> _WORK TO BE COMPLETED_
Wherever the string "foreground" shows up in the records below, return that line.

────────

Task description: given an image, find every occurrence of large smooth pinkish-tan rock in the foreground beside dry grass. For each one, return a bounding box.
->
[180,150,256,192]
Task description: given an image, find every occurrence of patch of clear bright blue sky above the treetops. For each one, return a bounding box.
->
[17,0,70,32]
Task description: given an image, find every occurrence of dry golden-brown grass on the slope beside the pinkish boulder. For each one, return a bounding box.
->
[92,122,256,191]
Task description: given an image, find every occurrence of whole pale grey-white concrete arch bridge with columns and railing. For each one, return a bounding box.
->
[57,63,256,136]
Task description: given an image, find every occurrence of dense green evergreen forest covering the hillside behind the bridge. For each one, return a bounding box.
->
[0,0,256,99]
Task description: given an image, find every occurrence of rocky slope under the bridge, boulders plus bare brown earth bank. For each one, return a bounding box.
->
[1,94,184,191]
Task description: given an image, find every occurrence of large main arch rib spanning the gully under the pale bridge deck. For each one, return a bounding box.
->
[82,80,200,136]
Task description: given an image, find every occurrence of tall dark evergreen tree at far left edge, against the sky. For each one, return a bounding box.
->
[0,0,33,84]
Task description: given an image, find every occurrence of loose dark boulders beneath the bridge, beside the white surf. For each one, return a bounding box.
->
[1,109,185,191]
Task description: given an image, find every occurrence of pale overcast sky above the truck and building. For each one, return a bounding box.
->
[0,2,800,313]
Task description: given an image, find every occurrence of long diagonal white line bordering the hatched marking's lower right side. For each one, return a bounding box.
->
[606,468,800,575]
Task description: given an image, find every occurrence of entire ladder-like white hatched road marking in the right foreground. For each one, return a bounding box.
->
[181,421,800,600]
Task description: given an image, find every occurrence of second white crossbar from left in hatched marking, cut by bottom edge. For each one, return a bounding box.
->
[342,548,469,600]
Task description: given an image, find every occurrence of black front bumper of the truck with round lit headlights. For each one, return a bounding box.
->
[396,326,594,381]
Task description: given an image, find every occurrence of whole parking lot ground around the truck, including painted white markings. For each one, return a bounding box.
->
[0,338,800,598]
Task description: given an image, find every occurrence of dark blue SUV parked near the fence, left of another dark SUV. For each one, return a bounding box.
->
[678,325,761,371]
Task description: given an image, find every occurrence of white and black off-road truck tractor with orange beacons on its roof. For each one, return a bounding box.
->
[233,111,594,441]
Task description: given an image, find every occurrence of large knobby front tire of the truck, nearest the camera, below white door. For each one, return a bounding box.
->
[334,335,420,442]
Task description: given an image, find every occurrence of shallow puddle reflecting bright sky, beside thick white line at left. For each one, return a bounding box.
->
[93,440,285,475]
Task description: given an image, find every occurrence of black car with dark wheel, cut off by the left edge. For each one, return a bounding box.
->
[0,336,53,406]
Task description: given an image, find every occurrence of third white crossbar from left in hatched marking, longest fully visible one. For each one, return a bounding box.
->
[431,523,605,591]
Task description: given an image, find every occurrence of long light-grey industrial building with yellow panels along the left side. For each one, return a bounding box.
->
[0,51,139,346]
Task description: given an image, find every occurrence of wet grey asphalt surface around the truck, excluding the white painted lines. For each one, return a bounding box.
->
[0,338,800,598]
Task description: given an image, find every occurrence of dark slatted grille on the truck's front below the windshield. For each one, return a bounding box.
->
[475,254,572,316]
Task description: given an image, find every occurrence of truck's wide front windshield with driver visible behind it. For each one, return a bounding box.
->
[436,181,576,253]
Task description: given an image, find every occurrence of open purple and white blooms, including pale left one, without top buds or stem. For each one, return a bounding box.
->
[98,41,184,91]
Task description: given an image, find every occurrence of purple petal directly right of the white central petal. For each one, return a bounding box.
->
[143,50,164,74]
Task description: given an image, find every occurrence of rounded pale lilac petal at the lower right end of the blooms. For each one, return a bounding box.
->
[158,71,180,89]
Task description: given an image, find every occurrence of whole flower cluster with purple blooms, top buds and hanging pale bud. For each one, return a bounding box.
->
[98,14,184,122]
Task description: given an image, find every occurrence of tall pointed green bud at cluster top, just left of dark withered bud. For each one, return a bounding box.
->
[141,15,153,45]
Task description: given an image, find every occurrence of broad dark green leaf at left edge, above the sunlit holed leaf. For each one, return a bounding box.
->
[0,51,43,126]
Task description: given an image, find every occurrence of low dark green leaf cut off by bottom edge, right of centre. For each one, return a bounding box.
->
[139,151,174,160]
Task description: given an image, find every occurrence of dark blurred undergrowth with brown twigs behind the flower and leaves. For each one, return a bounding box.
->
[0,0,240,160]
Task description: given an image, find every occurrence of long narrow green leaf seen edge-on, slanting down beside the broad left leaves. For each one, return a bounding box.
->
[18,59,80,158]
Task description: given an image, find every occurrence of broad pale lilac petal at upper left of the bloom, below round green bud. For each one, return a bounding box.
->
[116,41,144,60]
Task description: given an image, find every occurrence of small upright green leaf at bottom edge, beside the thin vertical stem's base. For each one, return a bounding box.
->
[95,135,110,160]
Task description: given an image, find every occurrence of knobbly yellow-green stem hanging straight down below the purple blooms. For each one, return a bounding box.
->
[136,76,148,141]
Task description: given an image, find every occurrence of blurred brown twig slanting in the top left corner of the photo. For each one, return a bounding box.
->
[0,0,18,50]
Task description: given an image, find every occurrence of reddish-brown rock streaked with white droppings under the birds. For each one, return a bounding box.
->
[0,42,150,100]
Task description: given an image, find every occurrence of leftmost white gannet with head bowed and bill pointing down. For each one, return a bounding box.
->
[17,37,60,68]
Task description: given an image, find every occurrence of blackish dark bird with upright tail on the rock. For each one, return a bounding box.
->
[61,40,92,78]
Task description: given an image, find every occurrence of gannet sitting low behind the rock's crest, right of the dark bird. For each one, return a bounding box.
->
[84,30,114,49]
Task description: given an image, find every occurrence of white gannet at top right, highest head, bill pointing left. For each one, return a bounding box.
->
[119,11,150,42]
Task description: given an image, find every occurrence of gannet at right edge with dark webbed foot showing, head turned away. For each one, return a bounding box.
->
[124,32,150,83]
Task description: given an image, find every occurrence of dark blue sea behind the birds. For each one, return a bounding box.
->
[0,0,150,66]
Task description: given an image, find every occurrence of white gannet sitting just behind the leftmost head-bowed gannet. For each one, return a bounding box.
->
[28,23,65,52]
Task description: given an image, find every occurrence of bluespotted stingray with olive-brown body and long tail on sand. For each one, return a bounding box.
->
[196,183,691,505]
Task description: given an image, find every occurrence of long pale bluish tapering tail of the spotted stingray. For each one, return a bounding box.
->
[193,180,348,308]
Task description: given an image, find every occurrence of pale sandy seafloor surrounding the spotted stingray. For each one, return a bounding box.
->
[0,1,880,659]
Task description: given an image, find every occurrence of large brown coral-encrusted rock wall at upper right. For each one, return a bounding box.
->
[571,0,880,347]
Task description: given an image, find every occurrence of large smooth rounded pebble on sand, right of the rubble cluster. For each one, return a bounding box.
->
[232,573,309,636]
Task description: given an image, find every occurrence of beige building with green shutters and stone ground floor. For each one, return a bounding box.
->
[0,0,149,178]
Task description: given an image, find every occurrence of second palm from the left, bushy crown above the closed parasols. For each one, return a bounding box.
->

────────

> _ANSWER AREA_
Task description: given an image, find every occurrence of large smooth pinkish-tan rock in the foreground beside dry grass. For each one, return a bounding box.
Task description: given an image, find every occurrence of entire ladder-like white hatched road marking in the right foreground. For each one, return a bounding box.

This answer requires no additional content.